━━ READING TEXT ━━

Our clients often ask whether costs that have been incurred purchasing or developing physical assets in relation to their qualifying Research & Development (R&D) projects, for example a piece of machinery or a building developed for their R&D activities, are costs which can be recovered via the R&D tax incentive. 

Generally, as expenditure incurred on such items should be booked to your balance sheet as a tangible fixed asset, these types of costs will not qualify for the R&D tax credit incentive. Instead, they will qualify for a different type of tax relief - Research and Development Allowances. 

As a specialist in this area of tax, we will be able to advise you which form of tax incentive or tax allowances your costs could qualify for and ensure any benefits available to you are fully optimised.

What are Research and 
Development Allowances?

Research and Development Allowances (RDAs) rely on the same definition of R&D as R&D tax credits. They are in effect, a form of capital allowances (tax relief available on certain types of physical assets) and are available on assets which are used for:

  • The purposes of carrying out your R&D; or 

  • Providing facilities for carrying out your R&D. 

 

It is important to note that costs incurred on qualifying R&D software projects which are booked to your balance sheet as an intangible fixed asset can potentially be included in an R&D tax credit claim and treated in line with other qualifying operational costs.

How do Research and Development Allowances work and what are their value?

Where an asset or facility will be used for qualifying R&D activities, RDAs provide a 100% write-off against your taxable profits on this proportion of its overall cost in the year it was purchased.

  

For example, if you spent £100,000 on a piece of machinery which qualified for RDAs in its entirety, by submitting an RDA claim you would be able to deduct £100,000 from the company’s taxable profit.

━━━
━━ SUPPLIED ENTRIES ━━

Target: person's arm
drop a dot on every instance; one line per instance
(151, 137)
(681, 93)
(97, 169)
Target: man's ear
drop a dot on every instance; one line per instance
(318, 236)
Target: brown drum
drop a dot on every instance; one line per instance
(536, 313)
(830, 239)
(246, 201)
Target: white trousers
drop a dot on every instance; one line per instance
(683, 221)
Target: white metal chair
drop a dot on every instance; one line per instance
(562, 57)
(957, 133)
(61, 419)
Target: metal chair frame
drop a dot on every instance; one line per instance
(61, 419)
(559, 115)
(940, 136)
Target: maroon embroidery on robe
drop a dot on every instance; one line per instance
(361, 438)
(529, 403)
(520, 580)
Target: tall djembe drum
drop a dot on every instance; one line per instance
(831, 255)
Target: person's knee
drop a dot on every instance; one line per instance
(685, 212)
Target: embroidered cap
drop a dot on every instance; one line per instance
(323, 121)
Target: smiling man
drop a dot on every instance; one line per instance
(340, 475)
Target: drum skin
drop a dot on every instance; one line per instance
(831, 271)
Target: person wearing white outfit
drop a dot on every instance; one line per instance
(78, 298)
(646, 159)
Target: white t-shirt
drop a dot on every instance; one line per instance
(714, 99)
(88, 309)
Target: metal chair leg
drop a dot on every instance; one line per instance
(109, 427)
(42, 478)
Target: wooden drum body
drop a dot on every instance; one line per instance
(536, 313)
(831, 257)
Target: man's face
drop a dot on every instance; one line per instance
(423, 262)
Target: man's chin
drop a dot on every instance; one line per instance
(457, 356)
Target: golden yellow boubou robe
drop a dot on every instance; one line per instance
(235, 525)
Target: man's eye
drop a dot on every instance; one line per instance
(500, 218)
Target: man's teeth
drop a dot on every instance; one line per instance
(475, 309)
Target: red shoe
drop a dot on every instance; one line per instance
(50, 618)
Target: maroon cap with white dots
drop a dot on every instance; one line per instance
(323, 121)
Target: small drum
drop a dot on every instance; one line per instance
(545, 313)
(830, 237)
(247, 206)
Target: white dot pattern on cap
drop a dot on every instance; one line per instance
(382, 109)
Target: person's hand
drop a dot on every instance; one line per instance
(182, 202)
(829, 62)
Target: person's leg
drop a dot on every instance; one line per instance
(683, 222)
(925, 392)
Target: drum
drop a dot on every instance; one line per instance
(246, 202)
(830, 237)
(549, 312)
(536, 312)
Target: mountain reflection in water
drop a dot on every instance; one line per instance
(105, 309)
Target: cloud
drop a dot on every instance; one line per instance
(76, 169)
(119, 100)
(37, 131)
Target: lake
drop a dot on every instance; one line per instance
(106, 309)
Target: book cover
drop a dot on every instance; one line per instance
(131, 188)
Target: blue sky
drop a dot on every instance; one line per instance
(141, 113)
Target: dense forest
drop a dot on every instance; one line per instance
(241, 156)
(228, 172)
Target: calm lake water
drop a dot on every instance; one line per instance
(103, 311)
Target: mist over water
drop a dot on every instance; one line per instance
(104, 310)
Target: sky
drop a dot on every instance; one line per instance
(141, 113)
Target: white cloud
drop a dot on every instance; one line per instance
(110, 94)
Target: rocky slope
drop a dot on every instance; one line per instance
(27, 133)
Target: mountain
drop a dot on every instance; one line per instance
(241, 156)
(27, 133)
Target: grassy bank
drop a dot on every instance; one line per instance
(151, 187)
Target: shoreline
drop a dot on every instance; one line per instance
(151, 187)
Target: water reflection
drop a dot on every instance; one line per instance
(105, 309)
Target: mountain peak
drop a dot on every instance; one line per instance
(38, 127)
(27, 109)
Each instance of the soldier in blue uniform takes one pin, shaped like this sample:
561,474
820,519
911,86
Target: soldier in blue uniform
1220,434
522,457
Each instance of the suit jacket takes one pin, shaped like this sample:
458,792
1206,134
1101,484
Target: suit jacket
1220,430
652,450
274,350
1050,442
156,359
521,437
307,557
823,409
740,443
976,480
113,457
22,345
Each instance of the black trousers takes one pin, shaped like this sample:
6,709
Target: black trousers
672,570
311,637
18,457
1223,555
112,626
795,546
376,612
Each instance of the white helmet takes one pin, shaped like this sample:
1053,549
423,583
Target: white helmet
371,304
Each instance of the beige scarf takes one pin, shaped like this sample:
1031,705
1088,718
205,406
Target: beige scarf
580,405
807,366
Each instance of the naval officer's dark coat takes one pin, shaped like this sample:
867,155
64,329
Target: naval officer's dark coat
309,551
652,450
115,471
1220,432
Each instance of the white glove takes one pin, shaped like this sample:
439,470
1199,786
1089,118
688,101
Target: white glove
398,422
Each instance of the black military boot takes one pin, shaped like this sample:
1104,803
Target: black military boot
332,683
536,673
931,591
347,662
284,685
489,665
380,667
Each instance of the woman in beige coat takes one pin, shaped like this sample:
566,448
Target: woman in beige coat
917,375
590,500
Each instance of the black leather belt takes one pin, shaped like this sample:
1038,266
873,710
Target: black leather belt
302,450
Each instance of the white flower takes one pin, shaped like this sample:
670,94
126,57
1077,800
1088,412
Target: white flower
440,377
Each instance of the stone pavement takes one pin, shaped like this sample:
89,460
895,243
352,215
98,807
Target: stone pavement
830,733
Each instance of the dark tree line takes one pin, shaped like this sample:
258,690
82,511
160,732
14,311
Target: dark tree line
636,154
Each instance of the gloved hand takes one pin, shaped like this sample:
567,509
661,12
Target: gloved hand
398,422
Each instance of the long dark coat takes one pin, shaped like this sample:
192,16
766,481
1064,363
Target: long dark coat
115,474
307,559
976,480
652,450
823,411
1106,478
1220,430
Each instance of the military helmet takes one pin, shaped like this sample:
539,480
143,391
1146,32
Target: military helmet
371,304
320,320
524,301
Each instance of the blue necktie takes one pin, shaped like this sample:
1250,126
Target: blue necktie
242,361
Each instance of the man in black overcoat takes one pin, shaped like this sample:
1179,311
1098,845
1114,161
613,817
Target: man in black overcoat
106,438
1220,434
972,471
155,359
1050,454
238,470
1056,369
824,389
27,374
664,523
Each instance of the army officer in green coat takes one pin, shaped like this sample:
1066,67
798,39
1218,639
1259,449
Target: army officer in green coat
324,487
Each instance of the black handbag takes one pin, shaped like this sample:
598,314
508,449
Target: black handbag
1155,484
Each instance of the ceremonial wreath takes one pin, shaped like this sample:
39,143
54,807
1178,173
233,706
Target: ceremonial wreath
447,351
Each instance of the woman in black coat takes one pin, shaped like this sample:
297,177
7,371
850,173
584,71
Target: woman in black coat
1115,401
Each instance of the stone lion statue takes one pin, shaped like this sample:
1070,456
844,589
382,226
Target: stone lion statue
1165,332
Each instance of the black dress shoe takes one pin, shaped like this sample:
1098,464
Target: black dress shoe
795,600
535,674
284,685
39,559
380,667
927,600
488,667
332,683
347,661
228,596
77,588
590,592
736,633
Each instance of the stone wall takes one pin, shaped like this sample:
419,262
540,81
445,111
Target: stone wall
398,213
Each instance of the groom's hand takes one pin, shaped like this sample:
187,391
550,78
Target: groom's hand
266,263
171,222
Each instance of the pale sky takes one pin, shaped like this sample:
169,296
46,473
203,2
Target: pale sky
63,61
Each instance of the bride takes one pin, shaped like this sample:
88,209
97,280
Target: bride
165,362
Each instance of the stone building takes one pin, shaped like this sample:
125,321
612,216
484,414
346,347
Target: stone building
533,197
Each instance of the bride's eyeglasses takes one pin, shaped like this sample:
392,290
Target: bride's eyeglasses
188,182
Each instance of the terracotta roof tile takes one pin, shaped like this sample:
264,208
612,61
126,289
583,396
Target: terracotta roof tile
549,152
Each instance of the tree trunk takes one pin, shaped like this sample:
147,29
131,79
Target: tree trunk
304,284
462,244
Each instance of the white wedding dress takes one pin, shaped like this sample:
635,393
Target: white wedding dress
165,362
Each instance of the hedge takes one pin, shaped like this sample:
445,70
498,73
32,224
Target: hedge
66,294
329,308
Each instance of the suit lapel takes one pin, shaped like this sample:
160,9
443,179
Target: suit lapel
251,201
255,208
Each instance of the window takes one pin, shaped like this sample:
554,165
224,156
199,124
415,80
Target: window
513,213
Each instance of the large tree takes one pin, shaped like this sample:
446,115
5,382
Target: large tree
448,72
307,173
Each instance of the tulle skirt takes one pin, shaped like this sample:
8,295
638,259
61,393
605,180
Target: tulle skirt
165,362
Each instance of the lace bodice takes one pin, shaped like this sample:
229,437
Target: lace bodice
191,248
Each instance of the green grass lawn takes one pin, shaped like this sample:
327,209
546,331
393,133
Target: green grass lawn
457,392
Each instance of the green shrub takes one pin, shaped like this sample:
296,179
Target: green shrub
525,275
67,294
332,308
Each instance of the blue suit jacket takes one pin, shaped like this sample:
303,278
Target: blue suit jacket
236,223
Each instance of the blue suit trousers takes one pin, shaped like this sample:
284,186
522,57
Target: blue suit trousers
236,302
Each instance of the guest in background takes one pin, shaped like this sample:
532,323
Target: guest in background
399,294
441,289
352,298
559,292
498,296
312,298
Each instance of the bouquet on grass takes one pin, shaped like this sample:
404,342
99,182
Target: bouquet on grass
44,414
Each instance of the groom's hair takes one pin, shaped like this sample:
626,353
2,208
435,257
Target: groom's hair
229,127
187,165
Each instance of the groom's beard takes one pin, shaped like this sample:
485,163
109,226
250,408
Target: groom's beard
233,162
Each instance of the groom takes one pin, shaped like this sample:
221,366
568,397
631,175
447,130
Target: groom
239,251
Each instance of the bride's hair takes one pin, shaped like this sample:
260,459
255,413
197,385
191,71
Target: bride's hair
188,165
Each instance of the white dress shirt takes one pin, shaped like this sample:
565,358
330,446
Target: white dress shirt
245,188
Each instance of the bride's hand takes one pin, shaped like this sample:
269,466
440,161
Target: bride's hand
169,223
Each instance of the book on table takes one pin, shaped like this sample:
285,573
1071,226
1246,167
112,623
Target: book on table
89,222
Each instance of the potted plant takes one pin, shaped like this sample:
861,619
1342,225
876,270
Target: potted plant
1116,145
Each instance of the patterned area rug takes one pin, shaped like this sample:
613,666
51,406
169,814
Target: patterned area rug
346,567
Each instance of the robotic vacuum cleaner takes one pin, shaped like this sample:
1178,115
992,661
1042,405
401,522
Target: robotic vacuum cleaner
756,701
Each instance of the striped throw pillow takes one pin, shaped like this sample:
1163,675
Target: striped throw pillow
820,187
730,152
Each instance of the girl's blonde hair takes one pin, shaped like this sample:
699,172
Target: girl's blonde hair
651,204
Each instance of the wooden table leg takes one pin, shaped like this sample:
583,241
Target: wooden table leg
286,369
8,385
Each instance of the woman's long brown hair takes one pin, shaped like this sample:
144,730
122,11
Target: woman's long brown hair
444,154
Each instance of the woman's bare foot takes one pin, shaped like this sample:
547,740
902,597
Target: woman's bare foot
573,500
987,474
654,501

━━━

◆ **WHAT YOU WILL DO**:
Resume the text on Research and Development Allowances, starting after its final sentence. The lines have no connection to the text about Research and Development Allowances.

◆ **ANSWER BELOW**:
At the current corporation tax rate of 19%, this would generate a £19,000 reduction in corporation tax payable. The deadline for submitting an RDA claim is the same as an R&D tax credit claim.

What are the benefits of a Research and Development Allowances claim?

There are two key advantages of undertaking an RDA claim over other forms of capital allowances available.

  1. Tax deduction against building costs – Costs you spend purchasing or developing a building will often not qualify for any other forms of capital allowances or tax relief when incurred.   Therefore, by undertaking an RDA claim you could obtain a tax deduction which would have otherwise not been available to you. This is an absolute cash benefit to the company.​

  2. Cash flow - Other forms of capital allowances limit the amount of expenditure which can qualify for a 100% write-off in the year of purchase and instead offer tax relief over several years. Therefore, in certain cases, undertaking an RDA claim can significantly improve your cash flow position.

What about the new super-deduction announced in the March 2021 budget? 

To encourage capital investment by UK companies, the Government announced that between 1 April 2021 - 31 March 2023, companies will benefit from a super-deduction against taxable profits of 130% of the costs it incurs on plant and machinery assets in this time. 

Importantly, this new relief should not cover costs incurred on buildings or on assets with an expected life of greater than 25 years and therefore RDAs may still potentially provide a valuable source of tax relief to you which would have otherwise been unavailable. Whilst an RDA claim won’t always reduce your taxable profit in a given year due to the availability of other capital allowances, we will always fully advise of its potential cash benefit to you and where appropriate prepare an RDA claim on your behalf.